Por supuesto, en todo esto, la fe obrada por el evangelio es y queda la característica fundamental, real, de los cristianos. El pecado, la ley y la ira no lo echan en su anterior condición desesperada como antes de la conversión. Ahora hablamos de las experiencias que tienen los cristianos en sus vidas, así dejando totalmente fuera de consideración la posibilidad de que un cristiano enteramente llegue a perder su fe. ¿A qué se debe que la fe no es enteramente absorbida por estos terrores de la ley? No a esto, que el pecado, expuesto por la ley, y la ira de Dios sobre el pecado fueran menos severos. No, más bien se debe solamente a esto, que el cristiano, conociendo a Cristo, inmediatamente huye del pecado, la ley, la ira, la condenación, a Cristo y busca y encuentra en él protección y gracia. Todo el que cree lleva a Cristo en su corazón, y cuando la maldición y la ira de la ley, una verdadera ira, penetran en su conciencia, recuerda su liberación por medio de Cristo del pecado, la maldición, la ira, y así extingue los dardos del maligno con el escudo de la fe en el mismo momento en que siente dentro de sí el calor. Ya que la fe está presente e inmediatamente reacciona contra los terrores de la ley, este terror al instante se convierte en aquella contrición y pesar verdadero, saludable que agrada a Dios. El cristiano toma el pecado, avivado por la ley, en su mano y en oración lo pone delante de Dios y suspira desde su corazón renovado, sí, en el poder del Espíritu Santo, acerca del mal que todavía se le adhiere, diciendo: "¡Miserable de mí! ¿Quién me librará de este cuerpo de muerte!" (Romanos 7:24). Sin embargo, en este suspiro se mezcla la oración de acción de gracias por la redención por Cristo Jesús nuestro Señor, diciendo: "Gracias doy a Dios por Jesucristo Señor nuestro." (Romanos 7:25). Pero tal fe, que hace a los cristianos lo que son, constantemente venciendo el pecado, la ley, la ira, viene del evangelio y es nutrido y preservado por el uso constante, continuo del evangelio. El Espíritu Santo nos preserva en la verdadera fe por medio del evangelio. Pero para que no nos hagamos tibios, indiferentes al consuelo del evangelio, el Espíritu Santo a causa de nuestros pecados constantemente tiene que reprender y aterrorizarnos con la ley.

 

Lo que hemos explicado nos ha sido resumido en la Fórmula de la Concordia, Artículo VI, "Las buenas obras" en esta breve oración: "Por lo tanto, cuantas veces tropiecen los creyentes tantas veces son reprobados por el Espíritu Santo por medio de la ley, y por el mismo Espíritu son edificados y consolados otra vez mediante la predicación del evangelio." (FC DS, VI, 14)

• Extracto de datos
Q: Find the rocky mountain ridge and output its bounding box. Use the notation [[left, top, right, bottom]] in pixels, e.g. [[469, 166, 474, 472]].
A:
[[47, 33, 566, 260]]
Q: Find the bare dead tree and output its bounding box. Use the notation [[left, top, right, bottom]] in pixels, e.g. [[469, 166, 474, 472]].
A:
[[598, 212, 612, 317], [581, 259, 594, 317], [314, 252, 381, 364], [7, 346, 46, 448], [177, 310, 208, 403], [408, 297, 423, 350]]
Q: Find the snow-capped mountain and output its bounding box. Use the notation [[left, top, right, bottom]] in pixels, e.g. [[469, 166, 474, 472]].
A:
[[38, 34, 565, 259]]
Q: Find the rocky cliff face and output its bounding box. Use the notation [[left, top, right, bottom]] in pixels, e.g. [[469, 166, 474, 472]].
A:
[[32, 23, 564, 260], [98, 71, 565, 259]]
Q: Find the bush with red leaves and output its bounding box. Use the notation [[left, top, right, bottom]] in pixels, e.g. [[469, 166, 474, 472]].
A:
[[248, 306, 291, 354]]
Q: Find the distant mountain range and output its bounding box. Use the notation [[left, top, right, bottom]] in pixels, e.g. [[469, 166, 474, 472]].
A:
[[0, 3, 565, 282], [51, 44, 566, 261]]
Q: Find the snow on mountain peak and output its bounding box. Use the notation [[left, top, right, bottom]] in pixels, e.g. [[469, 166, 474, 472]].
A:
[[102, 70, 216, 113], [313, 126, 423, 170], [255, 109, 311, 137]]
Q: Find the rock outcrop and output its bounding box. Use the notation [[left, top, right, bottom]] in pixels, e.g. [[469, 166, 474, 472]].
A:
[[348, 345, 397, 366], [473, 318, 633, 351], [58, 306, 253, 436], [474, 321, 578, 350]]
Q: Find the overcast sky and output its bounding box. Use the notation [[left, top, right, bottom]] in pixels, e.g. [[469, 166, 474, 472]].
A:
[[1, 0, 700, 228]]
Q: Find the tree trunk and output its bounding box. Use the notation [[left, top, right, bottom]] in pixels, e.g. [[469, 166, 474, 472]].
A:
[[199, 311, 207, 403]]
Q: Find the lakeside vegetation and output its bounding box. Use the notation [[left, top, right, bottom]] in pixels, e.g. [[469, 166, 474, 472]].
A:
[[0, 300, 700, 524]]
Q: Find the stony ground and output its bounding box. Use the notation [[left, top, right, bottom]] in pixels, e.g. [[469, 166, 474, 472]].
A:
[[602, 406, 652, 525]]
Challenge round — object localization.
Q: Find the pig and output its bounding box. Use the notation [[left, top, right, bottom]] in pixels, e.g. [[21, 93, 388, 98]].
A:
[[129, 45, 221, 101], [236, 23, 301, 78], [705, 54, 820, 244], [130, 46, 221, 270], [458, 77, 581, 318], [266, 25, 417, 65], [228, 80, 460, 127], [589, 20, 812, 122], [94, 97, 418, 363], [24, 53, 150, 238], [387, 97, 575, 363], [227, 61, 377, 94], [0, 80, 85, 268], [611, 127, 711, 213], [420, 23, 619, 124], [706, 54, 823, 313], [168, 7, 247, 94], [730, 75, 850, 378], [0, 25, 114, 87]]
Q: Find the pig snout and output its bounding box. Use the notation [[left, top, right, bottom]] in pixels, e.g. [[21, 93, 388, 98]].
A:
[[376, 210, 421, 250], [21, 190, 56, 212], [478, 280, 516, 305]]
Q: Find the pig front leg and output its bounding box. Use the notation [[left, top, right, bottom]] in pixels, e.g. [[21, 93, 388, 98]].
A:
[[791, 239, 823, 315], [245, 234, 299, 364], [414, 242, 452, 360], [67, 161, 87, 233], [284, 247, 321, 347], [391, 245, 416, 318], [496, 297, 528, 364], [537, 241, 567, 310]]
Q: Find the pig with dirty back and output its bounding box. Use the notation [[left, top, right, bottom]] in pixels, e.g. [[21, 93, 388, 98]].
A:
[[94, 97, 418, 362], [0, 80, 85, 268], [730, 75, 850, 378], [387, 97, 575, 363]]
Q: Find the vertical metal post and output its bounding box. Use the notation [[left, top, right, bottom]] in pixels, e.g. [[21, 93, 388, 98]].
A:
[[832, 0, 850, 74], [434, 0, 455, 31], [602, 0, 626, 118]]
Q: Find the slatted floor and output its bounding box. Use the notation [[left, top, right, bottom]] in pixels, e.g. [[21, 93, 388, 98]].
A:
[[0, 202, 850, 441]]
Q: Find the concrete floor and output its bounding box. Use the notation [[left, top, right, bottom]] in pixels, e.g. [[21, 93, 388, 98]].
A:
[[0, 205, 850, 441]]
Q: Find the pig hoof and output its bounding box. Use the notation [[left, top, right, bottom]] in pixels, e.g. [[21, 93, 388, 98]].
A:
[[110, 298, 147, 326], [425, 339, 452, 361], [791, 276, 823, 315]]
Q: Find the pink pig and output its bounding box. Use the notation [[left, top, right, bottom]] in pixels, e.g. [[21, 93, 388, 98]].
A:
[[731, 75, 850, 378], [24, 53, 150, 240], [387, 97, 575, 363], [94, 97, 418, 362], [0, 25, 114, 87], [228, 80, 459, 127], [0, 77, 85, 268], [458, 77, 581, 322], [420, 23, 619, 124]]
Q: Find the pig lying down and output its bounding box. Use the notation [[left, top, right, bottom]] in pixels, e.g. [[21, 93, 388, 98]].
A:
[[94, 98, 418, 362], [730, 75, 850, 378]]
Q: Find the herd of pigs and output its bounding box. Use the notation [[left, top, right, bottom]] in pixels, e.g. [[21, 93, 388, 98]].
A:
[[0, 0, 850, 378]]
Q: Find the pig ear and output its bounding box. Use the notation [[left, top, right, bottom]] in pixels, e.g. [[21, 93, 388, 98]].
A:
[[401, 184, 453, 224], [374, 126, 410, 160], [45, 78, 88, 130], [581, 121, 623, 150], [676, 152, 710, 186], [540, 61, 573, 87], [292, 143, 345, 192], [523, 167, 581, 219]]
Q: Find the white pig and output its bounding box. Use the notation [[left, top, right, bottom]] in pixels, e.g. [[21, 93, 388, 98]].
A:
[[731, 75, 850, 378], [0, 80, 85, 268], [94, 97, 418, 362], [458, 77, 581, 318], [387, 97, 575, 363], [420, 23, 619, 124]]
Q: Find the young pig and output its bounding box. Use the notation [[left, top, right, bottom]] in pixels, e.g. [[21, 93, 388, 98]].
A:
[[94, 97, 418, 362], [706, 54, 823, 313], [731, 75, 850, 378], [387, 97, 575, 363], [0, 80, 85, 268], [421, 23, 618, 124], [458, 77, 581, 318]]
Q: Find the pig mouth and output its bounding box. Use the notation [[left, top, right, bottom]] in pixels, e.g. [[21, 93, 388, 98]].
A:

• Instrucciones
a) Según el fragmento sobre la fe y la ley, ¿con qué extingue el creyente los dardos del maligno?
b) Copia del fragmento sobre la fe y la ley el pasaje que va desde "Lo que hemos" hasta "DS, VI, 14)".

• Soluciones
a) Con el escudo de la fe.

b)
Lo que hemos explicado nos ha sido resumido en la Fórmula de la Concordia, Artículo VI, "Las buenas obras" en esta breve oración: "Por lo tanto, cuantas veces tropiecen los creyentes tantas veces son reprobados por el Espíritu Santo por medio de la ley, y por el mismo Espíritu son edificados y consolados otra vez mediante la predicación del evangelio." (FC DS, VI, 14)